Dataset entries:

---------------

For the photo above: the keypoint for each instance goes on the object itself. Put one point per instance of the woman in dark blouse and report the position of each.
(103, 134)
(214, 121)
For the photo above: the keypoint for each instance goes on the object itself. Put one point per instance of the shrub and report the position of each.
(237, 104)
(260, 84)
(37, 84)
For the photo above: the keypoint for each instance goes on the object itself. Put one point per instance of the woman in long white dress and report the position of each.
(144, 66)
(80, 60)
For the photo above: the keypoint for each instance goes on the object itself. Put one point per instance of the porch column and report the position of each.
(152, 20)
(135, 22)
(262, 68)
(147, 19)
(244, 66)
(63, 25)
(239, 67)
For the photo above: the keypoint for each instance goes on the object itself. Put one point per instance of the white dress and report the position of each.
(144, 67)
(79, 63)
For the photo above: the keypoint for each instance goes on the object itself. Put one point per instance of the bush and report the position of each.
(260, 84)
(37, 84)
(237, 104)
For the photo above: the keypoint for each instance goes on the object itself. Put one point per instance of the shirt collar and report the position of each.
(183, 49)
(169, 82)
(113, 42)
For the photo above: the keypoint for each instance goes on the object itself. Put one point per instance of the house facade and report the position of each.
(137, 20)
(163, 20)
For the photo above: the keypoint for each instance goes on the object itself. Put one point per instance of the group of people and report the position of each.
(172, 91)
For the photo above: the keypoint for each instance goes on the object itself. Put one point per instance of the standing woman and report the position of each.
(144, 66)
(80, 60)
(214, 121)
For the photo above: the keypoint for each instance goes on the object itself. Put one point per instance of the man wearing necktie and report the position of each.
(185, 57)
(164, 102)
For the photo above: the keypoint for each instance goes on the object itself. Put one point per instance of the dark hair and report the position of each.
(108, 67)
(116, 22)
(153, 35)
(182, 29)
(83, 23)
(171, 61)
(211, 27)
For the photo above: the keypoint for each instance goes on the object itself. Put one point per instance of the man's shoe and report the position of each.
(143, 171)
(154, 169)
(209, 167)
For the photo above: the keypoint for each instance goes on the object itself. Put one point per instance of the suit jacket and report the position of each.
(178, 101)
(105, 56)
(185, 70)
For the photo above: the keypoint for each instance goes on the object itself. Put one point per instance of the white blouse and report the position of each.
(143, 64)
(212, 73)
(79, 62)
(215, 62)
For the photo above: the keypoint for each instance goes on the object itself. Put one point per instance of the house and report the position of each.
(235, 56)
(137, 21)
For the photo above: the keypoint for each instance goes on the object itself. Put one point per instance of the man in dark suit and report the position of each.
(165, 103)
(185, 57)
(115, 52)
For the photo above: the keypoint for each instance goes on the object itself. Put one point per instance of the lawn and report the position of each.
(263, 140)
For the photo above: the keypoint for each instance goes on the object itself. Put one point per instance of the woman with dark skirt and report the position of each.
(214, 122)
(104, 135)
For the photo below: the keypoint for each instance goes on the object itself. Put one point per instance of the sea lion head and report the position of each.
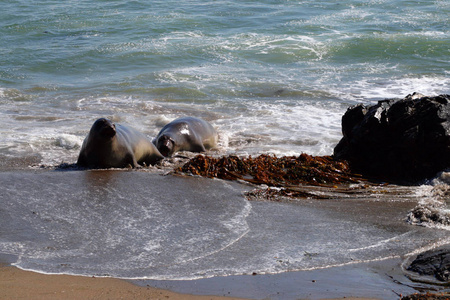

---------------

* TASK DIRECTIONS *
Every entry belongs in the answer exactly as written, but no picture does.

* WRITTEN SOLUTION *
For the photo above: the keypoint for each instance goes on the object itself. Put one point per instance of the woman in dark blouse and report the position of each.
(103, 134)
(214, 121)
For the photo above: the keypoint for each instance goes on the object itself. Put one point per instance of the shrub and report the position of each.
(237, 104)
(260, 84)
(37, 84)
For the photo above: the keypoint for each instance goes on the object itself. Put one point per instance of the woman in long white dress and report the position of each.
(144, 66)
(80, 60)
For the photo above: the keypoint for each instance goes on the object itself. Put one point per instance of the porch column and report the position of each.
(152, 20)
(135, 22)
(262, 68)
(147, 19)
(244, 66)
(63, 25)
(239, 67)
For the photo above: the keypoint for each instance goes on the object itself. Put one point per instance of the white dress and report the position of each.
(144, 67)
(79, 63)
For the photo above: the keypoint for each instance goes on the object itself. Put one point per instance of the bush and report the position of each.
(260, 84)
(37, 84)
(237, 104)
For the photo above: the keypoint for each instance goes on the object itself. Put one point per instance of the shirt collar and report the position of each.
(183, 49)
(169, 82)
(113, 42)
For the photo above: the keypoint for each instance goes on the object itself. Put one point per instance of the house facade and report the position of each.
(137, 20)
(163, 20)
For the photo above: the keypoint for each instance goes on the object itself. Put one point per instance of the group of people and report the position of each.
(172, 91)
For the photo above: the keypoint for each instance goes on the object itself. Put one point per instance of the standing woman and report the position of each.
(144, 66)
(80, 60)
(214, 121)
For the photo above: the keypoint for each instance goes on the object itself. Put one point per instance of the man wearing necktie and report the position of each.
(185, 57)
(164, 102)
For the photo above: the keypoint for each instance goes on the object itself. Put one point per instance of the dark hair and report the position of each.
(108, 67)
(116, 22)
(153, 35)
(182, 29)
(83, 23)
(171, 61)
(211, 27)
For the photo above: the keypoint for each instance goes on the object itself. Put one point per instance of the man's shoe and report the position of each.
(143, 171)
(154, 169)
(209, 167)
For the photo above: the keypoint for each instance goes on the object itself. Put one point per instance of the suit jacket and report the position of each.
(178, 101)
(105, 56)
(185, 70)
For the photo above: the keypoint for each instance goes on the object itself. Put one point per instance of the white blouse and report the position of each.
(143, 64)
(212, 73)
(79, 62)
(215, 62)
For the photo above: the keypoint for each instance goes on the object itself. Put one point per instance of the house and report the position of each.
(235, 56)
(137, 21)
For the photo above: the keypoint for each instance goes on the object itself. Put one point per instance of the man in dark suit and report the position of each.
(165, 103)
(185, 57)
(115, 52)
For the photo above: the keypoint for each instance goes on the object itself. Put one point per instance of the lawn and report the position of each.
(263, 140)
For the photo above: the keypoint for each instance goes on the object itself. Put one point per instance of the woman with dark skirt and report the position of each.
(214, 122)
(104, 135)
For the photo below: the keypoint for each instance goes on the object itself. Put one point per instance of the sea lion head and report the position of each.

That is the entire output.